Exercise task:
Filter the rows below, copying each line that contains the string "trousers". Treat the match as case-sensitive.

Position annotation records
#####

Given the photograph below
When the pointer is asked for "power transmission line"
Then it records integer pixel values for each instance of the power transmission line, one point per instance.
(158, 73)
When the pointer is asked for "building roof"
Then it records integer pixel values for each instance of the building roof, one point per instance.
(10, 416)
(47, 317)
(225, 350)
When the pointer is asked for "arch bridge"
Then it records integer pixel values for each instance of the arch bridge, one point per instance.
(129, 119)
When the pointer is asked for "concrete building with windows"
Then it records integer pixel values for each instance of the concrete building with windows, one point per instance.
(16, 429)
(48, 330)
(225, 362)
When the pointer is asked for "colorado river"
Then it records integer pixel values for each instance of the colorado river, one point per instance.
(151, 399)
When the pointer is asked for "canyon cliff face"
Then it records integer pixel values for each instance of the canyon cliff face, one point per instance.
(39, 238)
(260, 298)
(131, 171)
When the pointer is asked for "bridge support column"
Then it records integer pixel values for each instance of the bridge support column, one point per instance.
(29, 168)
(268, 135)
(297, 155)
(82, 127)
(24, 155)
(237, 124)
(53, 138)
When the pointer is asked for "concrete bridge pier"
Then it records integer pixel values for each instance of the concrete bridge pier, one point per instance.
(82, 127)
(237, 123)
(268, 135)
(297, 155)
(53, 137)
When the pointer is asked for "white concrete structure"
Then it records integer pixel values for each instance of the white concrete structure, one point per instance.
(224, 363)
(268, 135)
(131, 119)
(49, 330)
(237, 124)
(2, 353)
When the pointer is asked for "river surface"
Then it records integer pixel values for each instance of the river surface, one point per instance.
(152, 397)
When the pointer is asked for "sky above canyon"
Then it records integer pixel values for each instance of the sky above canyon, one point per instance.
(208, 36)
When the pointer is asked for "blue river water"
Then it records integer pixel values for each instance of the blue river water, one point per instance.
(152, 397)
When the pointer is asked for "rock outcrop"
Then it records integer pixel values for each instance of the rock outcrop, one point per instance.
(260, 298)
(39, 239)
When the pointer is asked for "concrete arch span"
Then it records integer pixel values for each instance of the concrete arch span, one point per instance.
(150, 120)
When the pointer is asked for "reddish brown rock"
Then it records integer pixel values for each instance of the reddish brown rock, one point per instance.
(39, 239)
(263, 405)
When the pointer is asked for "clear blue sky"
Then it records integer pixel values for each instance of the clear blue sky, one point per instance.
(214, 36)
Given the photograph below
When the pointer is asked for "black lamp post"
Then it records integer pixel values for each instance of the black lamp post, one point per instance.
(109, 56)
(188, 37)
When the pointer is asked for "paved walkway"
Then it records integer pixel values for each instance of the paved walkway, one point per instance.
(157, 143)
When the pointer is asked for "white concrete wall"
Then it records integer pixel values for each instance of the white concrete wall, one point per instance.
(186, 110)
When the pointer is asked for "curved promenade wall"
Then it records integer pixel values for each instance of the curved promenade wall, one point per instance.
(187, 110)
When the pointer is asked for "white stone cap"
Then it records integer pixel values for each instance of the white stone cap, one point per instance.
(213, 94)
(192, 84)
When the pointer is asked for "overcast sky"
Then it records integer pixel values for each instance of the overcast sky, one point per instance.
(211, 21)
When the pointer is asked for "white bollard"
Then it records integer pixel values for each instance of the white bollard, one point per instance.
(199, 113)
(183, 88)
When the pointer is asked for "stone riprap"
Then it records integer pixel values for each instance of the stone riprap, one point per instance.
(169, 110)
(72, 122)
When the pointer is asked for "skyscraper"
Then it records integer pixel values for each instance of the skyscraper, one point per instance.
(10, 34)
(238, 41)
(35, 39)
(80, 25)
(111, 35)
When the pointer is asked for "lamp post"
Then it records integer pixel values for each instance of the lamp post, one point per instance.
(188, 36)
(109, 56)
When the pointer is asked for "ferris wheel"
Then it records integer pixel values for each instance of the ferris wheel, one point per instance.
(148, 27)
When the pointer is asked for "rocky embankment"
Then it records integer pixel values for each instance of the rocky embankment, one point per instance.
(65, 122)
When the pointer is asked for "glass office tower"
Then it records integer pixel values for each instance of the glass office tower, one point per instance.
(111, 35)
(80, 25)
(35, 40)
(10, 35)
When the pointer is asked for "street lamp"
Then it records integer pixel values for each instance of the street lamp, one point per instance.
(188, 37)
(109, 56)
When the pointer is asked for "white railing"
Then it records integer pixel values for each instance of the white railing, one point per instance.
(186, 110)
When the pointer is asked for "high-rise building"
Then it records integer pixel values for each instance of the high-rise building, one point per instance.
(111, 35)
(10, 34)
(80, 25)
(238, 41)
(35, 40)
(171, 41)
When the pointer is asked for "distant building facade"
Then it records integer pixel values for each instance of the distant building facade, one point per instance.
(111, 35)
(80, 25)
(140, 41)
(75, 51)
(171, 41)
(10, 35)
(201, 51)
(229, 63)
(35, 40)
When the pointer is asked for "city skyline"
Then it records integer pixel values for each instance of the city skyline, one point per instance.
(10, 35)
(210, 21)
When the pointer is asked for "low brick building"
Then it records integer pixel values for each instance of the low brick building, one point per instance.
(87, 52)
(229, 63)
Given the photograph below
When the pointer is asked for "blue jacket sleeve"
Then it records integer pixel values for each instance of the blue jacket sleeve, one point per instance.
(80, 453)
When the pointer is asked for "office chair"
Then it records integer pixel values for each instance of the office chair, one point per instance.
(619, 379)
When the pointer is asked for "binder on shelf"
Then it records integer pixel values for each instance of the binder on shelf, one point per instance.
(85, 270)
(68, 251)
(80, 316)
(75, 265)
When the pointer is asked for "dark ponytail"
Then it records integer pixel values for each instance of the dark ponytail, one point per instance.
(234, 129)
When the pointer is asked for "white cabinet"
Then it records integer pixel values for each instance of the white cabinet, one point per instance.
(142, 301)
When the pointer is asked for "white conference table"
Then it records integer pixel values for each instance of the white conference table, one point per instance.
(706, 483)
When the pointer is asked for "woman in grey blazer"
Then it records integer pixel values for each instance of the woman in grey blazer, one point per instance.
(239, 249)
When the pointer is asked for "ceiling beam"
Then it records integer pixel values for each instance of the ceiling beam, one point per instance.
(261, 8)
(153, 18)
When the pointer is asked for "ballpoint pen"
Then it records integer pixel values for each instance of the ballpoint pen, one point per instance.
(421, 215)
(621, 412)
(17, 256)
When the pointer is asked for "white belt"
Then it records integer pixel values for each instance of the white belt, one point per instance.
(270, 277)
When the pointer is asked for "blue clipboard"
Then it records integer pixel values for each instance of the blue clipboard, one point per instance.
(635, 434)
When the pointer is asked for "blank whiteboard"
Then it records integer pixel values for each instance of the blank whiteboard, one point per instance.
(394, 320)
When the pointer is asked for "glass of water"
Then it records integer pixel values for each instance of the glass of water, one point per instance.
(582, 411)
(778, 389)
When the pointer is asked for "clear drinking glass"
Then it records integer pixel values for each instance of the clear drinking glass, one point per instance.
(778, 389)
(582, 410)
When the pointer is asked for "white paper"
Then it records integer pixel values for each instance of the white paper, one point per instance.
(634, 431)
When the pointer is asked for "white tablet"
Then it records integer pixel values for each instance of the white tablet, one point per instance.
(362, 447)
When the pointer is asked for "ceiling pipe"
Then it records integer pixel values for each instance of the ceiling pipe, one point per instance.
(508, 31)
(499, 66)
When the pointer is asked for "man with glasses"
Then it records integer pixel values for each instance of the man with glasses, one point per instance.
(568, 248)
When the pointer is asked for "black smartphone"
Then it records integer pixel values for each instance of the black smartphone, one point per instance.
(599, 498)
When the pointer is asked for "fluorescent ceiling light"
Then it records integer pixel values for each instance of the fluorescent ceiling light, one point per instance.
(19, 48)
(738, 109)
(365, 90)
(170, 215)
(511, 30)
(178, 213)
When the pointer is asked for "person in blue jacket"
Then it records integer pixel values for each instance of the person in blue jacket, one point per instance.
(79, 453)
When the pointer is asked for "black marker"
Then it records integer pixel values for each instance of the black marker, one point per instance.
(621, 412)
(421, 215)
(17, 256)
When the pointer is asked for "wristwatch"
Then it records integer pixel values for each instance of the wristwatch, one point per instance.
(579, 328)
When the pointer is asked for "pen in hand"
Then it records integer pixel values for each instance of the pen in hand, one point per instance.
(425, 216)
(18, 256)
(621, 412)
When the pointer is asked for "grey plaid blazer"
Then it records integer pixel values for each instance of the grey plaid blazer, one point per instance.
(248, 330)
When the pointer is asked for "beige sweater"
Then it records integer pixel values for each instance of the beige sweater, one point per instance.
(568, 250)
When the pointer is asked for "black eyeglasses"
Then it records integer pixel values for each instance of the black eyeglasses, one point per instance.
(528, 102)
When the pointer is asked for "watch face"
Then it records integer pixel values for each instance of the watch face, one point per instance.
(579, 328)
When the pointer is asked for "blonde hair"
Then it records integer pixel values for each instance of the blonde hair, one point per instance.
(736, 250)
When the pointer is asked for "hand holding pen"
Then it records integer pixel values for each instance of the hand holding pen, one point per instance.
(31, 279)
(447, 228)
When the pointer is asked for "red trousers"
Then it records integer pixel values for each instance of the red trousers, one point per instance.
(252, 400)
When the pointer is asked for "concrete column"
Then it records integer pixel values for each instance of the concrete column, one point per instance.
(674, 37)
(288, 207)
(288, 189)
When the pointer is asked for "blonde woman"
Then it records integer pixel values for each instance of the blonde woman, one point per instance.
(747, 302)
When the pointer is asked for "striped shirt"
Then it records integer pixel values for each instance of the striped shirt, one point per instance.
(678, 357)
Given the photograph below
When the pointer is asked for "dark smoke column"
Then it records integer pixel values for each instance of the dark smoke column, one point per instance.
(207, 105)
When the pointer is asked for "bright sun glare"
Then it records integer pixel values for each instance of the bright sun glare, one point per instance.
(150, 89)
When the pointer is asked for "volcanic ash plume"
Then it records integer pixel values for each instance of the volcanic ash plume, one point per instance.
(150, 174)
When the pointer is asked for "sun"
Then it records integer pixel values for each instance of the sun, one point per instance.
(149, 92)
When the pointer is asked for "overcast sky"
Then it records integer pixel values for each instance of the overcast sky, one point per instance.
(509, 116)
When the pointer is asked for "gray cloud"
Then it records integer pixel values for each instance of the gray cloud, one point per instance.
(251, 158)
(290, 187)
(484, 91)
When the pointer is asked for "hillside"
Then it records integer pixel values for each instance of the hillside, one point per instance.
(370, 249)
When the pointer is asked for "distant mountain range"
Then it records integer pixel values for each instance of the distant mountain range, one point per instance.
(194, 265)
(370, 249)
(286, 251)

#####

Worked solution:
When the pointer is asked for "red trousers"
Then it records integer pixel values for each instance of the red trousers, one point per instance.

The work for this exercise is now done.